## GIVEN RECORDS
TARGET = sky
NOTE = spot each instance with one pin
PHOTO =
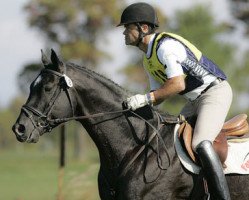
(20, 45)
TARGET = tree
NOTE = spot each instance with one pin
(74, 26)
(240, 10)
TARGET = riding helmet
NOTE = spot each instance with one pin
(139, 12)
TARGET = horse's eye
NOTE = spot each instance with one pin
(47, 88)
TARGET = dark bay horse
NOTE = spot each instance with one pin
(137, 155)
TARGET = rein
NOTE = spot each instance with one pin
(45, 122)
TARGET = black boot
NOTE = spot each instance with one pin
(213, 171)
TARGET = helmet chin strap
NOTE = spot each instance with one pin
(141, 34)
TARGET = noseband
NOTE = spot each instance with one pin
(44, 120)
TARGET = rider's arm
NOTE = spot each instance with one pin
(171, 53)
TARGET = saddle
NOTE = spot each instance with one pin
(237, 127)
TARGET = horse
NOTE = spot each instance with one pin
(136, 151)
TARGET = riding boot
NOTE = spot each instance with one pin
(213, 171)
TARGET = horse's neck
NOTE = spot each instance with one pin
(97, 94)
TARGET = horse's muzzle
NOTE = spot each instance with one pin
(19, 131)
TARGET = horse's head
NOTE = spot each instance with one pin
(50, 98)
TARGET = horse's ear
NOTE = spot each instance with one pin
(56, 62)
(44, 59)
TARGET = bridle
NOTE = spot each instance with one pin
(44, 120)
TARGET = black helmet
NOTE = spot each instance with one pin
(139, 12)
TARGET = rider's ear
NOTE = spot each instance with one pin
(57, 64)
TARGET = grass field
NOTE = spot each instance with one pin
(30, 174)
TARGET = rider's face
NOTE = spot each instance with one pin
(131, 34)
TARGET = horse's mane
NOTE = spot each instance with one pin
(85, 69)
(96, 74)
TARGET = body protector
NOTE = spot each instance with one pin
(192, 66)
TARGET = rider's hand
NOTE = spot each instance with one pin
(137, 101)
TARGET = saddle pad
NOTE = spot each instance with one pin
(237, 159)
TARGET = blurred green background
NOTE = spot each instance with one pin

## WRITTEN INSTRUCTION
Copy the entries from the line containing "TARGET = blurred green background" through the end of the entries, swapping "pin" for "marker" and leaving everything else unchanged.

## WRITTEN SOLUTION
TARGET = blurred green background
NOTE = spot each instance with one marker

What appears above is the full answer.